-- begin Excerpt --

# Spring goose hunting



## fowlplay (Feb 8, 2003)

I am currently living in Minot, and would love to get into some spring goose hunting. Until now I have lived in Montana and the goose hunting was awesome along the Missouri. This is my first try at hunting in North Dakota for geese, does anybody have any info for me about where to start, from regs to where to go.


----------



## KEN W (Feb 22, 2002)

Most of the snows will go north,east of Minot on a NW angle.I would suggest you look east of town around Surrey and Granville when the migration is on. The best time is about the first 2 weeks of April.Just follow the location of the birds here and at other sites like waterfowler and refuge forums


----------



## fowlplay (Feb 8, 2003)

Thanks alot for the info, this will give me a place to start. Is permission hard to get and is there alot of public land available to hunt?


----------



## nodakoutdoors.com (Feb 27, 2002)

Hey fowlplay, welcome to the site and North Dakota.

You probably will do almost all of your hunting on private land. The best advice I can give is to be very careful of the roads you choose. A lot of them are very muddy and landowners don't like people tearing them up. Most landowners will let you on in the spring, I don't have any bad experiences in the last 5 years.

At this moment in time, I'd say Northern North Dakota has the best snowline in the whole flyway (with a month to go of course), so you might be in snow goose paradise for up to 3-4 weeks if the weather plays out right. The amount of waterfowl on the snowline can be mind boggling...so I recommend bringing a camera as well.


----------



## KEN W (Feb 22, 2002)

-- end Excerpt --
-- begin Material --

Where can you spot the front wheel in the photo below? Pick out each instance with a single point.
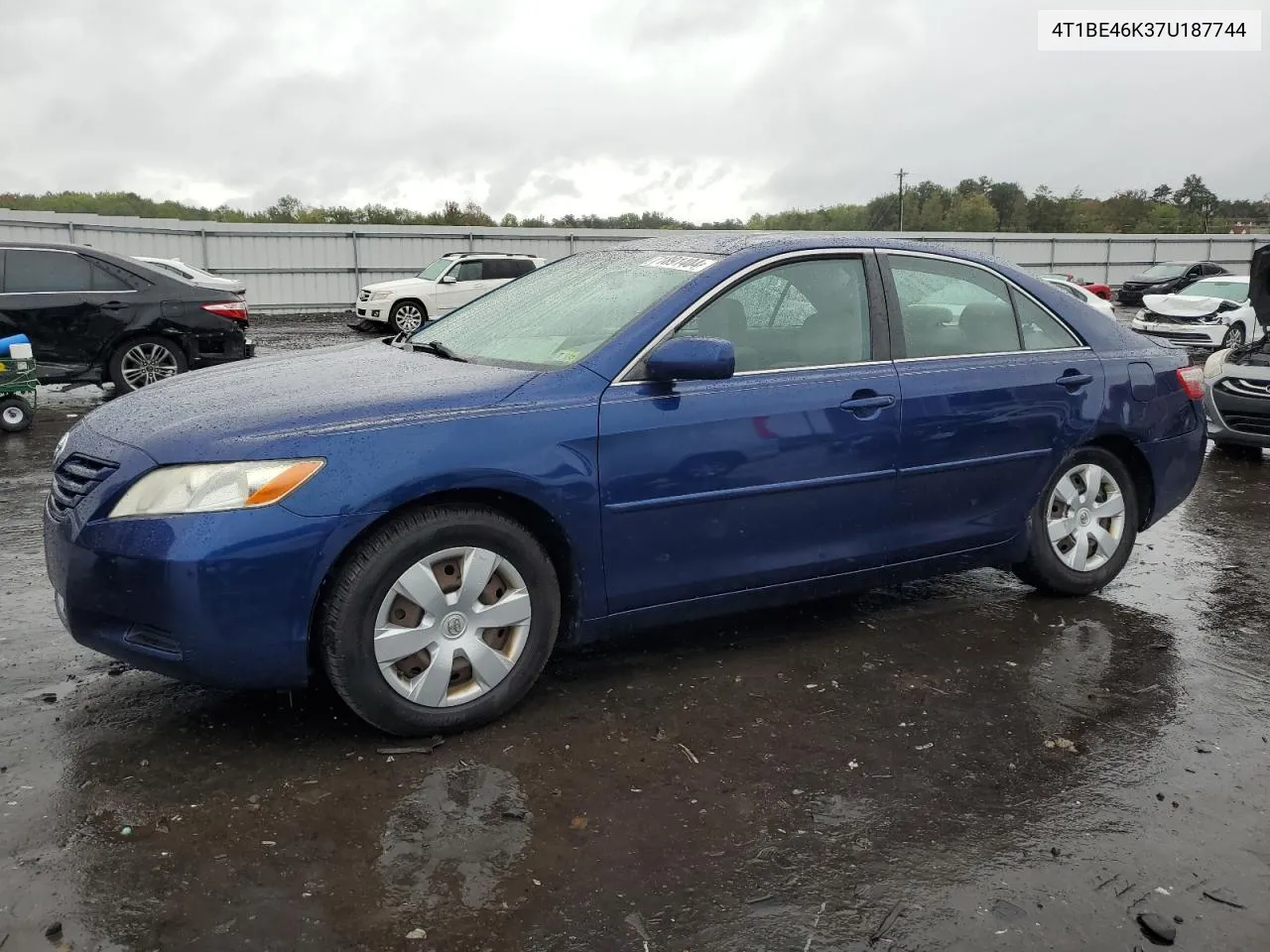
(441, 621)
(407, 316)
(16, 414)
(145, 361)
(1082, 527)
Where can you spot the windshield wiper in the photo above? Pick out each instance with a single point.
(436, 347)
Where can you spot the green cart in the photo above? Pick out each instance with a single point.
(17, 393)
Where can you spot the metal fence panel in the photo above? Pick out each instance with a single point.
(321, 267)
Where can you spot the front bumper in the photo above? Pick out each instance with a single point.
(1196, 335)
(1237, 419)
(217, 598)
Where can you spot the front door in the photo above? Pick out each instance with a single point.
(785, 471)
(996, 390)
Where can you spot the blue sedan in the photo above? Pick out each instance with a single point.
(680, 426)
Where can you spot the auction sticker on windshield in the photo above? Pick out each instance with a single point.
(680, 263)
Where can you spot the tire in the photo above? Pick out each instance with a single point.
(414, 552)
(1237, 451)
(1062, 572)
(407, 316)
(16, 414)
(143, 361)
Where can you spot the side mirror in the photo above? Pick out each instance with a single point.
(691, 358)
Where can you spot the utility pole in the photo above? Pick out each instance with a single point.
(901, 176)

-- end Material --

• **Work to be completed**
Set down the passage of the goose hunting thread from "Thanks alot for" to "camera as well." word for word.

• **Problem solution**
Thanks alot for the info, this will give me a place to start. Is permission hard to get and is there alot of public land available to hunt?


----------



## nodakoutdoors.com (Feb 27, 2002)

Hey fowlplay, welcome to the site and North Dakota.

You probably will do almost all of your hunting on private land. The best advice I can give is to be very careful of the roads you choose. A lot of them are very muddy and landowners don't like people tearing them up. Most landowners will let you on in the spring, I don't have any bad experiences in the last 5 years.

At this moment in time, I'd say Northern North Dakota has the best snowline in the whole flyway (with a month to go of course), so you might be in snow goose paradise for up to 3-4 weeks if the weather plays out right. The amount of waterfowl on the snowline can be mind boggling...so I recommend bringing a camera as well.